### EXTRACT TO READ
Finding the Forgotten God – Credible Faith for a Secular Age
by Ron Hay
Paperback 238 pages
Publisher: DayStar Books
[Update 15 August 2015: Finding the Forgotten God won a $10,000 Ashton Wylie Charitable Trust Mind Body Spirit Literary Award. Congratulations, Ron! Here is an interview of Ron by Philip Matthews. There is now a website findinggod.co.nz. My original post from November 2014 continues:]
On Sunday, Ron Hay launched this book on apologetics that he has been working on for some years now. I have known Ron for many years; we overlapped at our time at St John’s College, training for the priesthood. Both Ron and I came with a background of secondary school teaching. He was an English teacher. He went on to be Vicar of a thriving parish, and in retirement regularly writes religious opinion pieces in our local newspaper, The Press.
I am delighted to have this book he has been working on. It is attractively presented, easy to read, well set out, with clear headings, subheadings, and interesting longer quotes, each set in a box, with a different font, and headed up “Voices”. In fact, there is a lot of quoting widely, with good notes, but not so that it becomes cluttered. An index would have been a helpful addition.
The style makes it a book anyone with a general interest would be able to pick up, enjoy, and learn from. So this can be a book that you can give to others who are interested, or have available as a resource.
Ron’s book includes: evidence for God, revelation, the Bible, Jesus, the crucifixion, the resurrection, the problem of evil, science and faith (including evolution-creationism), and other religions. Towards the end, there are testimonies (“Personal Faith Stories”) of a number of Kiwis.
Ron’s approach is clearly within the evangelical stable. His chapter on the cross assumes that Christ dying “for us” and “for our sins” means penal substitutionary atonement. But his God is a positive image; his Jesus, one whom people would want to know.
His chapter on the reliability of the Bible really only focuses on the historical reliability of the Gospels. He is much indebted to Richard Bauckham (a favourite author of mine); I think other approaches cannot be so easily discarded. Zechariah’s dumbness being cured upon writing “His name is John” cannot be put in the same historical certainty, IMO, as Jesus being baptised by John, as just one example.

### DATASET RECORDS
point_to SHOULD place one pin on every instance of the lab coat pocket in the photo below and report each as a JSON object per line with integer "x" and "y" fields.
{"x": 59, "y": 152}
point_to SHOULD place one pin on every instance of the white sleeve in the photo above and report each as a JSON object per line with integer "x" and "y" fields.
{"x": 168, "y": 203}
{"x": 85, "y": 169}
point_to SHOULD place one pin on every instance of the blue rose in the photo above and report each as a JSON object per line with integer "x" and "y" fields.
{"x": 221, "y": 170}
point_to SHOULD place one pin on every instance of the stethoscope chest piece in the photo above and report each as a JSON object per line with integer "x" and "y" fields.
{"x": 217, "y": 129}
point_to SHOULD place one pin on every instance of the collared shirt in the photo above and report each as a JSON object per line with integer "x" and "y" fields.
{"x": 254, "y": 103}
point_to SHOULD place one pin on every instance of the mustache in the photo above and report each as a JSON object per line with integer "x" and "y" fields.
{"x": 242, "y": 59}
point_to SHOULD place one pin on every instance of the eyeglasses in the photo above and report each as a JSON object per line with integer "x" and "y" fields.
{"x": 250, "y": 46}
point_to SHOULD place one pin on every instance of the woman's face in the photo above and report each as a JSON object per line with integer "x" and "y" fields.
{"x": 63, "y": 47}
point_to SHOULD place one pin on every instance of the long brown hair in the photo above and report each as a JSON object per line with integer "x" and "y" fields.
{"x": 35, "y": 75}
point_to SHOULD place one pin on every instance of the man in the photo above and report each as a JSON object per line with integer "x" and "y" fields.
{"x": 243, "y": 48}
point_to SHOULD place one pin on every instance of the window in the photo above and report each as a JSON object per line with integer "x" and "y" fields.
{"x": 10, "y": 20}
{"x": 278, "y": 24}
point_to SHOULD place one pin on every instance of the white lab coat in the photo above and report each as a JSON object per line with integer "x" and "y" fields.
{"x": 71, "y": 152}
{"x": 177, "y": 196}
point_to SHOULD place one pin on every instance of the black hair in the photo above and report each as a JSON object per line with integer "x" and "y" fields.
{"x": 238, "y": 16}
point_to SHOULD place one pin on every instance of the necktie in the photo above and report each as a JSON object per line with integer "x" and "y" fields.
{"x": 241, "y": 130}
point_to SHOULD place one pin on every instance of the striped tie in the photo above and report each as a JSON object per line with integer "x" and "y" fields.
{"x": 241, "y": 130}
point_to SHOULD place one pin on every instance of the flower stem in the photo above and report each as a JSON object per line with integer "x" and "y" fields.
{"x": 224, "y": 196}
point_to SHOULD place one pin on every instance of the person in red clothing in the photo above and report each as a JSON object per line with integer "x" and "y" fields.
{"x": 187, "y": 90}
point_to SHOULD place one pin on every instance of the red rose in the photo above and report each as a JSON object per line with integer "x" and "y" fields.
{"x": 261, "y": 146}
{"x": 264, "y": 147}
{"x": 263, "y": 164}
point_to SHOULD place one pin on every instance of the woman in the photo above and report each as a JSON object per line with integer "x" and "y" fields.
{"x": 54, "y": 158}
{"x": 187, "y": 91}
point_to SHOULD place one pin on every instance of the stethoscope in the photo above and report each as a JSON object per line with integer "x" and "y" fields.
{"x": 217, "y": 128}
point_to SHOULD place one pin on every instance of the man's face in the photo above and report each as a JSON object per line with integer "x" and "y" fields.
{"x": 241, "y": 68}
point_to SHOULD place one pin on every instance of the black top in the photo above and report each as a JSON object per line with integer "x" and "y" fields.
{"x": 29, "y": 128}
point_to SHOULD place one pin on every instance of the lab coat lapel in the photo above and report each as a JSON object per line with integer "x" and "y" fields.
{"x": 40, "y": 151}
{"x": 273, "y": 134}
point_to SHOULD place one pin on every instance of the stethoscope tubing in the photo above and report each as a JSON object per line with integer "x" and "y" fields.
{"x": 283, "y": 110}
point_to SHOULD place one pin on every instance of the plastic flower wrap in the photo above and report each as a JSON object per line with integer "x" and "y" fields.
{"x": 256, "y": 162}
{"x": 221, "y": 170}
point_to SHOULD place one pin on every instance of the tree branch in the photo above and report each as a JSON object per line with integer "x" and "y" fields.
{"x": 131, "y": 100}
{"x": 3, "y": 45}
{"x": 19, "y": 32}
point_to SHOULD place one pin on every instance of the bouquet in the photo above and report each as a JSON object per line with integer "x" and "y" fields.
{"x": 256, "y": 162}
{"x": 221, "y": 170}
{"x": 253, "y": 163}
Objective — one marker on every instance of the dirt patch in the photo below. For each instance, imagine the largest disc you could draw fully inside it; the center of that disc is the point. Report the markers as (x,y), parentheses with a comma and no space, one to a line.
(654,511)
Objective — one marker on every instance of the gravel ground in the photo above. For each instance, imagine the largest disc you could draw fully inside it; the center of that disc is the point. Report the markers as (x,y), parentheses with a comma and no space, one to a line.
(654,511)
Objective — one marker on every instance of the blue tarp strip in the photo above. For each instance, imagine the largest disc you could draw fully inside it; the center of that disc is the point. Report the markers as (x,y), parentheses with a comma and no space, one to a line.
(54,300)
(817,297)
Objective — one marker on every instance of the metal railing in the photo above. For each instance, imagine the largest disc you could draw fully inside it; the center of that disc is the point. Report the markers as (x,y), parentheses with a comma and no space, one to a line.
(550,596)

### ASSIGNMENT
Copy out the part of the book review from "His chapter on the reliability" up to and including "just one example.". Rely only on the book review for what follows.

### EXERCISE RESULT
His chapter on the reliability of the Bible really only focuses on the historical reliability of the Gospels. He is much indebted to Richard Bauckham (a favourite author of mine); I think other approaches cannot be so easily discarded. Zechariah’s dumbness being cured upon writing “His name is John” cannot be put in the same historical certainty, IMO, as Jesus being baptised by John, as just one example.